Stated task
Would you edit the data below so that each "frame" becomes "image", keeping everything else unchanged and leaving the pictures out?

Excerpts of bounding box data
---

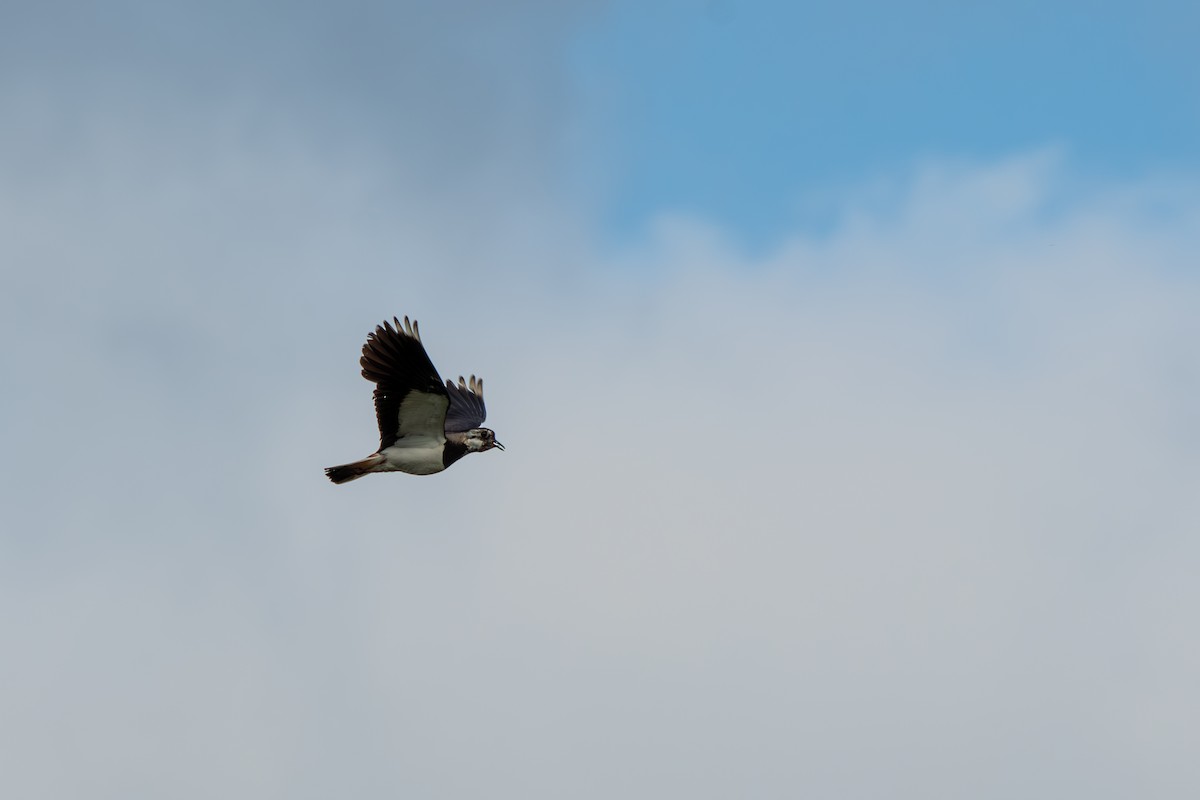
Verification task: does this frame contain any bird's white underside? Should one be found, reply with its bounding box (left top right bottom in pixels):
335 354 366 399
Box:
377 391 450 475
377 437 445 475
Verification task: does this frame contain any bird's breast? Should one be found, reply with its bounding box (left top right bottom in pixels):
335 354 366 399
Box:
379 439 445 475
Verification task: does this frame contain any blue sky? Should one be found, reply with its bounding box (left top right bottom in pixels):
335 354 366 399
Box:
0 0 1200 800
571 0 1200 246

---

Answer to this problem
Verification task: does this image contain any bird's white underside? Should one be found, reply with its bounding box (left top right bottom in pixels):
335 354 366 399
Box:
377 391 450 475
377 437 445 475
Verification task: does this image contain any bird's breast? Should one be found, reply with its bounding box (left top right bottom in pixels):
335 354 366 399
Box:
379 439 445 475
Verification task: does this image contain any blue sky? Should one be found, reply with its bounding box (left top right bottom in pixels):
335 354 366 399
Box:
0 0 1200 800
571 0 1200 246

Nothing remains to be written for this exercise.